▶ **TASK OBJECTIVE**:
Set down the data below word for word, and leave the images aside.
____________________
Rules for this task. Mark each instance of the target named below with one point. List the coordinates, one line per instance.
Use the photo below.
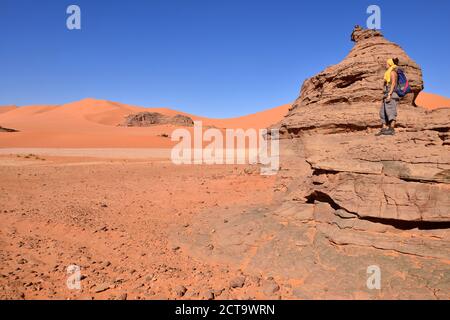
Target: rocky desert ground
(87, 184)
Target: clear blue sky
(216, 58)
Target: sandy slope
(432, 101)
(94, 123)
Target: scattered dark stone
(237, 282)
(180, 290)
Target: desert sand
(91, 123)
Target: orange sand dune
(432, 101)
(91, 123)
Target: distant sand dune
(91, 123)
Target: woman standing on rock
(388, 111)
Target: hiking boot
(389, 132)
(381, 132)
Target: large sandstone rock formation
(359, 77)
(345, 199)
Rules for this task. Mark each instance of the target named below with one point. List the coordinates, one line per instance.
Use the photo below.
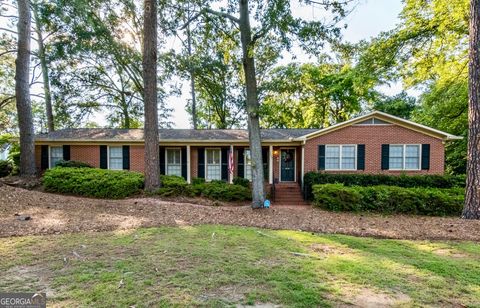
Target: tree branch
(213, 12)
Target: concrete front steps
(288, 194)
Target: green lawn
(223, 265)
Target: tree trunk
(192, 78)
(258, 190)
(46, 78)
(152, 161)
(472, 195)
(22, 91)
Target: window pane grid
(404, 157)
(56, 154)
(174, 163)
(115, 158)
(248, 165)
(340, 157)
(213, 168)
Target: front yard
(209, 265)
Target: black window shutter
(425, 156)
(240, 162)
(385, 156)
(103, 157)
(44, 157)
(201, 162)
(126, 157)
(321, 157)
(161, 154)
(184, 163)
(265, 162)
(360, 157)
(225, 164)
(66, 152)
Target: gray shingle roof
(97, 134)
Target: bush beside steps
(389, 199)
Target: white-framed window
(56, 154)
(213, 164)
(247, 164)
(115, 158)
(404, 157)
(341, 157)
(174, 162)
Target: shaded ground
(225, 266)
(53, 214)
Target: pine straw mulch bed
(54, 214)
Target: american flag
(231, 165)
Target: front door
(287, 165)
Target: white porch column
(230, 175)
(189, 167)
(270, 165)
(302, 172)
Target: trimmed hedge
(173, 185)
(427, 181)
(72, 164)
(241, 181)
(389, 199)
(6, 167)
(216, 190)
(223, 191)
(92, 182)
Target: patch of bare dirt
(367, 298)
(52, 213)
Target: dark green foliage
(6, 167)
(72, 164)
(389, 199)
(241, 181)
(198, 181)
(433, 181)
(215, 190)
(223, 191)
(173, 185)
(92, 182)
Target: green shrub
(72, 164)
(6, 167)
(223, 191)
(196, 181)
(92, 182)
(241, 181)
(389, 199)
(427, 181)
(173, 185)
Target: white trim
(166, 159)
(399, 121)
(189, 171)
(270, 165)
(232, 153)
(294, 164)
(404, 145)
(302, 165)
(205, 162)
(108, 155)
(341, 157)
(50, 155)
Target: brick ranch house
(373, 143)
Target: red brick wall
(137, 158)
(194, 162)
(89, 154)
(373, 136)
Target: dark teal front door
(287, 165)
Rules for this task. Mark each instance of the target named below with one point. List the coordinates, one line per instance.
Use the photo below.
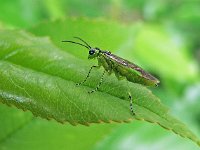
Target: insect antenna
(83, 41)
(77, 43)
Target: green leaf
(20, 131)
(40, 77)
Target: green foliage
(38, 76)
(161, 36)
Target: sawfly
(122, 68)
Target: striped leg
(98, 84)
(131, 103)
(87, 75)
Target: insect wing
(131, 65)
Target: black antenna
(88, 47)
(83, 41)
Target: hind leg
(131, 103)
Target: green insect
(121, 67)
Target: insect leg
(131, 103)
(87, 75)
(98, 84)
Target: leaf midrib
(56, 76)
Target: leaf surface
(38, 76)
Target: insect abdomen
(132, 75)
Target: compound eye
(91, 52)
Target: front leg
(87, 75)
(100, 82)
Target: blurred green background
(166, 43)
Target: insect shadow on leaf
(120, 67)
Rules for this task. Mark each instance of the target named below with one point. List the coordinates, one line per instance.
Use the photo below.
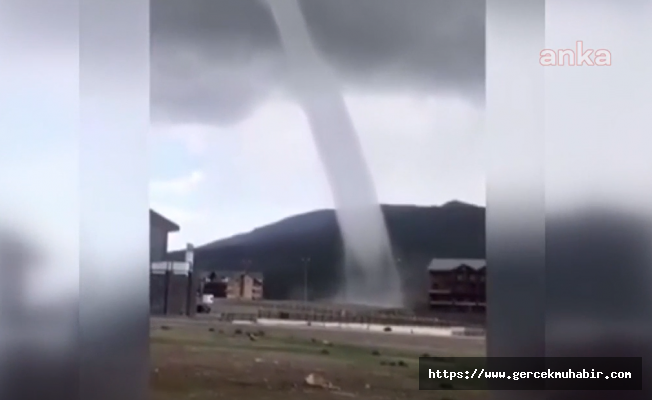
____________________
▶ **SOLUTION BELOW**:
Rules for this task. Mark each instance of the target named below with one point. List the coordinates, one line per instance.
Use the photo below.
Target: rocky desert ground
(87, 184)
Target: clear blue sky
(216, 58)
Target: sandy slope
(432, 101)
(94, 123)
Target: scattered dark stone
(237, 282)
(180, 290)
Target: desert sand
(91, 123)
Target: orange sand dune
(432, 101)
(91, 123)
Target: distant sand dune
(91, 123)
Target: woman standing on rock
(388, 111)
Target: hiking boot
(389, 132)
(381, 132)
Target: large sandstone rock formation
(359, 77)
(345, 199)
Rules for this task. Mark each instance of the target named below with one point. List the coordinates, one line per instance.
Use the photo below.
Target: tree branch
(213, 12)
Target: concrete front steps
(288, 194)
Target: green lawn
(223, 265)
Target: tree trunk
(192, 78)
(258, 190)
(46, 78)
(152, 161)
(472, 195)
(22, 91)
Target: window pane grid
(404, 157)
(56, 154)
(174, 163)
(115, 158)
(248, 165)
(340, 157)
(213, 168)
Target: front yard
(209, 265)
Target: black window shutter
(425, 156)
(240, 162)
(385, 156)
(103, 157)
(44, 157)
(201, 162)
(126, 157)
(321, 157)
(161, 154)
(184, 163)
(265, 162)
(360, 157)
(225, 164)
(66, 152)
Target: gray shingle roof
(97, 134)
Target: bush beside steps
(389, 199)
Target: white-framed window
(56, 154)
(213, 164)
(247, 164)
(115, 158)
(404, 157)
(341, 157)
(174, 162)
Target: shaded ground
(225, 266)
(53, 214)
Target: pine straw mulch bed
(54, 214)
Target: american flag
(231, 165)
Target: front door
(287, 165)
Target: white porch column
(230, 175)
(189, 167)
(270, 165)
(302, 172)
Target: trimmed hedge
(173, 185)
(427, 181)
(72, 164)
(241, 181)
(389, 199)
(6, 167)
(216, 190)
(223, 191)
(92, 182)
Target: patch of bare dirt
(367, 298)
(52, 213)
Target: dark green foliage
(6, 167)
(72, 164)
(389, 199)
(241, 181)
(198, 181)
(433, 181)
(215, 190)
(223, 191)
(173, 185)
(92, 182)
Target: green shrub
(72, 164)
(6, 167)
(223, 191)
(196, 181)
(92, 182)
(241, 181)
(389, 199)
(427, 181)
(173, 185)
Target: white trim
(166, 159)
(399, 121)
(189, 171)
(270, 165)
(232, 153)
(294, 164)
(404, 145)
(302, 165)
(205, 162)
(108, 155)
(341, 157)
(50, 155)
Target: brick ranch house
(373, 143)
Target: red brick wall
(137, 158)
(194, 162)
(89, 154)
(373, 136)
Target: dark teal front door
(287, 165)
Rules for this task. Mark each instance of the target named below with one point. List the coordinates, one line per instance.
Use the photo below.
Target: insect antenna
(83, 41)
(77, 43)
Target: green leaf
(20, 131)
(40, 77)
Target: green foliage
(38, 76)
(161, 36)
Target: sawfly
(122, 68)
Target: striped leg
(98, 84)
(131, 103)
(87, 75)
Target: insect wing
(131, 65)
Target: black antenna
(88, 47)
(83, 41)
Target: hind leg
(131, 103)
Target: green insect
(121, 67)
Target: insect leg
(131, 103)
(87, 75)
(98, 84)
Target: leaf midrib
(56, 76)
Target: leaf surface
(38, 76)
Target: insect abdomen
(132, 75)
Target: compound eye
(91, 52)
Target: front leg
(87, 75)
(100, 82)
Target: blurred green background
(166, 43)
Target: insect shadow on leaf
(120, 67)
Rules for this task. Mark each instance of the target named below with one point. List the coordinates, one line per instance.
Use the photo below.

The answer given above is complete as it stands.